- Document segment -
──────

They bought Team Fortress and made it into Team Fortress 2, a completely different kind of game!

They bought Counter-Strike and made it into the longest-lasting, most popular competitive FPS!

 

They bought Narbacular Drop's team and created Portal, incl. original story and character GladOS, arguably the biggest reason Portal is as successful as it is. (Without the video game memes cake is a lie bullshit, I don't think there'd have been a Portal 2.) And then they made Portal 2!

 

They bought Left 4 Dead, and then made it different, and then made Left 4 Dead 2, and are now making Left 4 Dead 3 (according to various leaks)!

 

They bought DotA and made Dota 2!

 

They made Half-Life!

 

Out of those, you could argue (in a way that I'd be willing to listen) that they really didn't do much with CS, Dota, and maybe even L4D. I'd argue that the meta-game stuff they've developed for the first two is a ton of work and shouldn't be ignored just because they didn't create the original games. And I'd argue that for L4D they did a lot a lot of work to change and enhance the original Turtle Rock game. If you read back about the development, you'll see that it changed a lot over time from what Turtle Rock originally had planned.

──────

- To-do list -
**a)** From the listing, could you reproduce word for word the lines starting with the line that contains "path so I can check stock levels." and going on through the line that contains "(273, 284), (323, 363)", with both of those lines included?
**b)** Continue the post about the games Valve bought and reworked, beginning right after its last sentence.

- Dataset records -
──────

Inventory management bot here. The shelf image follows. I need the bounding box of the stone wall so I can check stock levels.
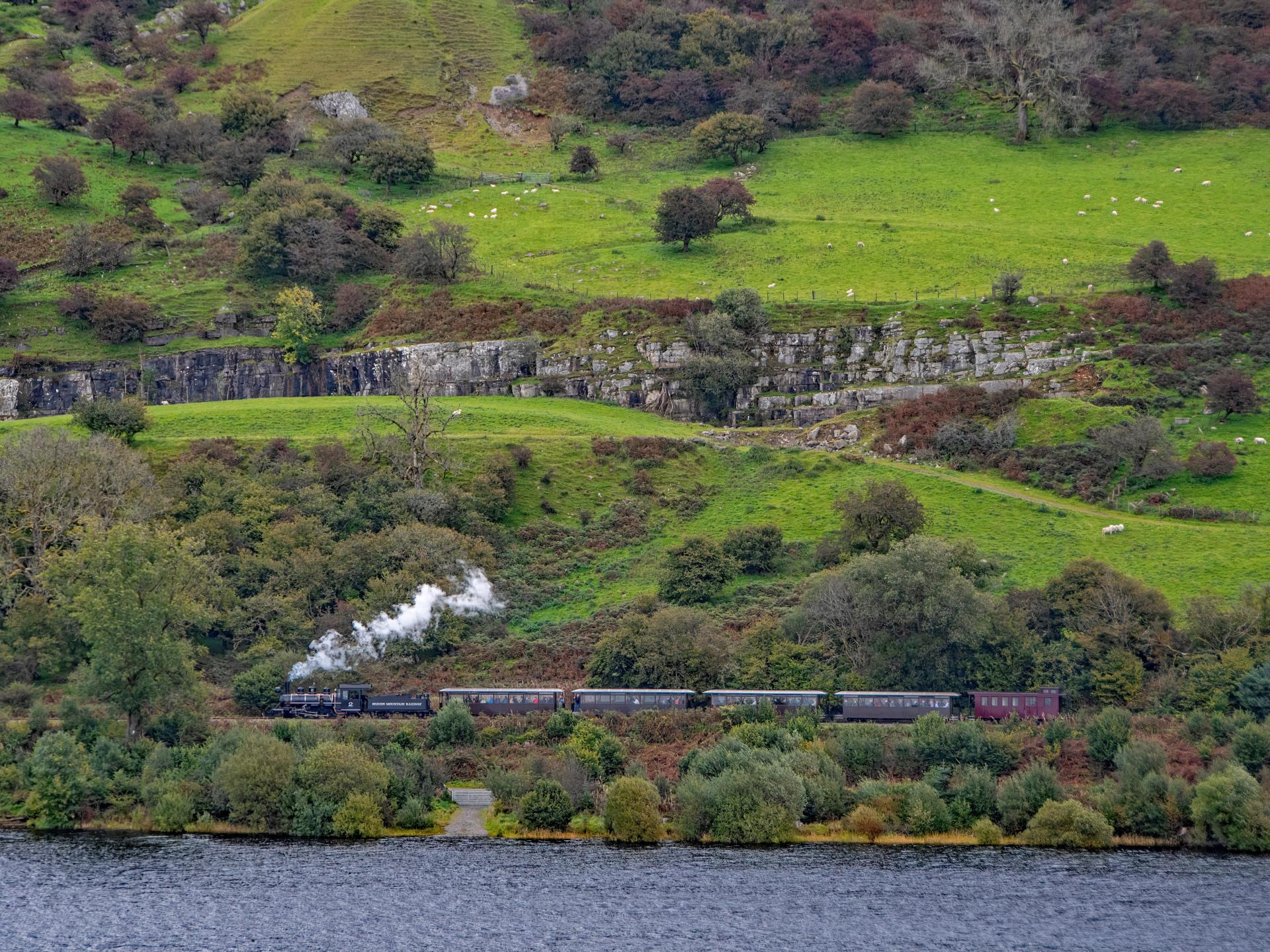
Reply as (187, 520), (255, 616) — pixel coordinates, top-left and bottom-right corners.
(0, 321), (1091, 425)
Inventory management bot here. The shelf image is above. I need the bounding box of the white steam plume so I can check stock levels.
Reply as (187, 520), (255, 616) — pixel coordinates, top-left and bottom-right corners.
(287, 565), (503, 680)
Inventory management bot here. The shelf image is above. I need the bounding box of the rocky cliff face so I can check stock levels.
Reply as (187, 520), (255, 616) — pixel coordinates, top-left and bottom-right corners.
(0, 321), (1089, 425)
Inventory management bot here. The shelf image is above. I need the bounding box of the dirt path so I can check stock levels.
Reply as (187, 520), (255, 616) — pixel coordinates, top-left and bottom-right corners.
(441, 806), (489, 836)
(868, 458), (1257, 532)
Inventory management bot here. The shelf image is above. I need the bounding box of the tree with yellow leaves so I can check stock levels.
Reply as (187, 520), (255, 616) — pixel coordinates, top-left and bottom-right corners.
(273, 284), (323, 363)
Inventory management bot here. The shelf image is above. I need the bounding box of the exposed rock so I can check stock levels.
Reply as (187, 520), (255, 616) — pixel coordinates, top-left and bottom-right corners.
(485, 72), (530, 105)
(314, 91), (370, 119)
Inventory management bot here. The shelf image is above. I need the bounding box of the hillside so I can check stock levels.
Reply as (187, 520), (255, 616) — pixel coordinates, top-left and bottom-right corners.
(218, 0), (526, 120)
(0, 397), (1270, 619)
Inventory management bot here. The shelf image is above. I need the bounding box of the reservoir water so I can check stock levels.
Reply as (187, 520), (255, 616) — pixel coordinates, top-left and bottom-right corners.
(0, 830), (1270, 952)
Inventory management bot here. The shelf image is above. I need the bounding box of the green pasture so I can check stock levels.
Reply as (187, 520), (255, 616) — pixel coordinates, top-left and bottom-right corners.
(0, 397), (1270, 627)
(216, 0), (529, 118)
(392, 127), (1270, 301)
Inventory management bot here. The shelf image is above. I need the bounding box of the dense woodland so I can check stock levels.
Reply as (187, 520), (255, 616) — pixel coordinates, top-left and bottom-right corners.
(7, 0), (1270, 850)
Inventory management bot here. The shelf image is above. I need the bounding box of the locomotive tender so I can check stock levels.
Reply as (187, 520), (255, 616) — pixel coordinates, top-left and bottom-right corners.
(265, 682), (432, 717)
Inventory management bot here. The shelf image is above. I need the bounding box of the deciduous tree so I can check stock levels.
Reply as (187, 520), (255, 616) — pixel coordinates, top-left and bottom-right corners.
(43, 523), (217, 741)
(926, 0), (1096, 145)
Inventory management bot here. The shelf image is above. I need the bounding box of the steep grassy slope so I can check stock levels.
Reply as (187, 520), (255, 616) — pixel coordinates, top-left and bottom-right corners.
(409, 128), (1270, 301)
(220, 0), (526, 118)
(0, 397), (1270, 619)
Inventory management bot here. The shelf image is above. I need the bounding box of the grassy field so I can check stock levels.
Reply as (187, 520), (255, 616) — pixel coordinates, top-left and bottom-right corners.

──────

- Responses in order -
**a)**
Inventory management bot here. The shelf image is above. I need the bounding box of the dirt path so I can check stock levels.
Reply as (187, 520), (255, 616) — pixel coordinates, top-left and bottom-right corners.
(441, 806), (489, 836)
(868, 458), (1257, 532)
Inventory management bot here. The shelf image is above. I need the bounding box of the tree with yellow leaves so I can check stock levels.
Reply as (187, 520), (255, 616) — pixel coordinates, top-left and bottom-right corners.
(273, 284), (323, 363)

**b)**
 

But Portal and TF2 are completely different games from the properties/teams they bought/hired, the first because of presentation, and the second because of... basically all of it.

 

And you forgot Day of Defeat which is the best how dare you. ):

 

...

 

Okay all that out of the way, they also made fuckin' Ricochet which is the secret best game of all time.

 

...

 

Okay okay all THAT out of the way, I don't actually disagree with the disappointment and/or resigned acceptance of Valve's seemingly lackluster amount of original output. We do know they're working on Source 2, and they're definitely definitely porting Dota 2 to Source 2 (which will bring with it a hopefully finished official custom map feature), and they're probably definitely working on a L4D3, and they still do SOME stuff for TF2 (although I'm led to believe the team on that is like three people total), aaaaaaaaaand well that's all I got. But I think that's a significant amount of work at this specific point in time. It's just not necessarily work that is immediately appreciable.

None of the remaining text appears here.